----- Records supplied

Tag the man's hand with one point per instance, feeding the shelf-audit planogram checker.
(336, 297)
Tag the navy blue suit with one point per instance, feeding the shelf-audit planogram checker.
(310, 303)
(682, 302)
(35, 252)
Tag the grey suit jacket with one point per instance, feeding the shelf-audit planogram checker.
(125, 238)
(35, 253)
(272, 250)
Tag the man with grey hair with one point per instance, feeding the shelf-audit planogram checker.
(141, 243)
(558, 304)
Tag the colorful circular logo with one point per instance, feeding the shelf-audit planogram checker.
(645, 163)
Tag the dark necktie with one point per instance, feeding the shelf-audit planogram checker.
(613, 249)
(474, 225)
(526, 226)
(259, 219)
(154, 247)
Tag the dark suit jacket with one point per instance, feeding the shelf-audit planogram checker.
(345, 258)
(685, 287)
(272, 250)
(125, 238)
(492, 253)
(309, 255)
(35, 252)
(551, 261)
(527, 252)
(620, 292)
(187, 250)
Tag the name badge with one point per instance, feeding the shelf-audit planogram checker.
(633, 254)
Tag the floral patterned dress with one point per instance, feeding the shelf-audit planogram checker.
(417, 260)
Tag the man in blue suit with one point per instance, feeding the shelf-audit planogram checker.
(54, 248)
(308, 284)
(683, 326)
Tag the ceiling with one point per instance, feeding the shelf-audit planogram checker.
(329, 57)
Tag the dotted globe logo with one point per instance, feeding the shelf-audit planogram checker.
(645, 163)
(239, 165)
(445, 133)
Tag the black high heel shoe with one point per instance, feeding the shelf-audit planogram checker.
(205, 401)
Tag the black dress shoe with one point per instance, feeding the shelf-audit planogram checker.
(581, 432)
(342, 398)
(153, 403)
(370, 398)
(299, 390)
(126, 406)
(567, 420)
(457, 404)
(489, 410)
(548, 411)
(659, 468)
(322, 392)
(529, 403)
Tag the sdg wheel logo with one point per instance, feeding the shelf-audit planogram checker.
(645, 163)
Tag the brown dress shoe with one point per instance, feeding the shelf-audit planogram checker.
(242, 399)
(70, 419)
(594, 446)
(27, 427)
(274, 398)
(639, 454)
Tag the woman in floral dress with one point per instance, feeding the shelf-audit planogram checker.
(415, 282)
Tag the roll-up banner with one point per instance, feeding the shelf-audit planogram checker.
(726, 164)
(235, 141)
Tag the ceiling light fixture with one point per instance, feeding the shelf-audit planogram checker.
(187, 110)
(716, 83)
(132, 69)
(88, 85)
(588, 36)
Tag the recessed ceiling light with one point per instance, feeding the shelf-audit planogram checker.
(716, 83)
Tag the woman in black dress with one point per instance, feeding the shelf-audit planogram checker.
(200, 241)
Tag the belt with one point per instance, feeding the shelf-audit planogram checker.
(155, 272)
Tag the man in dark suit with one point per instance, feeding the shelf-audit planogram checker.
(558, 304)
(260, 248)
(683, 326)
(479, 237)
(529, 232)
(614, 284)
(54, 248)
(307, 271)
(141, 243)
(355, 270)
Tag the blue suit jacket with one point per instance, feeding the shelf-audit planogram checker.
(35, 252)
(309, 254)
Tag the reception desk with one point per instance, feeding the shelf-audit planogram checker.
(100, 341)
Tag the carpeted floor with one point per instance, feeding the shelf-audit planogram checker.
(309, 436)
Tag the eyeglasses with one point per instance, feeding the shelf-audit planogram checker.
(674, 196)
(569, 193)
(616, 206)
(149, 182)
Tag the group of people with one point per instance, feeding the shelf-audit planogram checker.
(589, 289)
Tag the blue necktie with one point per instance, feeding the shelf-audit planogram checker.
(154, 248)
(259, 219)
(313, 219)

----------

■ What the exercise asks ■
Write the entries out again in full, exactly as they appear above.

■ Task solution ■
Tag the man's hand with one point per instance, feeding the shelf-audit planogram checker.
(336, 297)
Tag the navy blue suit with one point per instance, feeding the shelf-audit planogram checker.
(310, 303)
(682, 302)
(35, 252)
Tag the grey suit jacket with one point per instance, feeding the shelf-audit planogram checker.
(125, 238)
(35, 253)
(272, 250)
Tag the man with grey hair with one point per instance, feeding the shelf-audit planogram checker.
(141, 243)
(558, 304)
Tag the colorful circular logo with one point per instance, feeding the shelf-audit planogram checker.
(645, 163)
Tag the dark necktie with one point per instance, feeding the shelf-audit planogram checker.
(613, 249)
(474, 225)
(526, 226)
(259, 219)
(154, 247)
Tag the dark suit jacket with one point per instance, feeding the shelf-audit planogram checker.
(345, 258)
(685, 287)
(272, 250)
(125, 238)
(492, 253)
(309, 255)
(35, 252)
(551, 261)
(527, 252)
(620, 292)
(187, 250)
Tag the name badge with one point per instance, feeding the shelf-audit planogram checker.
(633, 254)
Tag the floral patterned dress with one point per instance, feeding the shelf-audit planogram checker.
(417, 260)
Tag the man in blue suit with one point per instance, feeding the shelf-audit planogram checker.
(54, 248)
(308, 284)
(683, 326)
Tag the ceiling with one point per instance, feeding the shelf-audit planogram checker.
(329, 57)
Tag the dotted globe logo with one point per instance, feeding the shelf-audit planogram checker.
(645, 163)
(239, 165)
(445, 133)
Tag the black high heel shoe with one point per instance, feeding the shelf-audit planogram checker.
(205, 401)
Tag the black dress shoe with one point per instance, feeding the shelf-audit planogram checker.
(581, 432)
(342, 398)
(153, 403)
(370, 398)
(299, 390)
(126, 406)
(567, 420)
(457, 404)
(489, 410)
(548, 411)
(659, 468)
(322, 392)
(529, 403)
Tag the sdg wheel logo with one point per instance, feeding the shelf-audit planogram checker.
(645, 163)
Tag the brown dress shoe with one point per instance, feeding the shelf-audit planogram checker.
(242, 399)
(70, 419)
(594, 446)
(27, 427)
(274, 398)
(639, 454)
Tag the woman in floral dress with one point per instance, feeding the shelf-audit planogram checker.
(415, 282)
Tag the roll-up banner with one point per instance, feeding the shelf-audit planogram checker.
(726, 164)
(235, 141)
Tag the ceiling light fixture with one point per instance, feeding the shelf-audit planogram checker.
(187, 110)
(716, 83)
(132, 69)
(88, 85)
(588, 36)
Tag the recessed ceiling light with one point per instance, feeding the shelf-audit planogram checker.
(716, 83)
Tag the woman in black dress with one point per instance, feeding the shelf-audit planogram checker.
(200, 241)
Tag the belt with one point per instance, feeding the shelf-audit planogram checker.
(155, 272)
Tag the man in dark suit with one point per instance, feeding the shelf-audit planogram checker.
(558, 304)
(260, 248)
(683, 326)
(479, 237)
(529, 232)
(614, 284)
(54, 248)
(307, 271)
(141, 243)
(355, 270)
Tag the blue suit jacket with one point per instance, feeding the shelf-audit planogram checker.
(35, 252)
(309, 254)
Tag the reception desk with one point per instance, feeding the shelf-audit planogram checker.
(100, 341)
Tag the carpeted floor with one point per instance, feeding the shelf-audit planogram checker.
(309, 436)
Tag the eyeglasses with one point per instance, feeding the shelf-audit planogram checker.
(674, 196)
(569, 193)
(616, 206)
(149, 182)
Tag the group of people with one point per instance, feeding the shelf-audit planogram checker.
(589, 289)
Tag the blue necktie with one point per instance, feeding the shelf-audit planogram checker.
(154, 248)
(259, 219)
(313, 219)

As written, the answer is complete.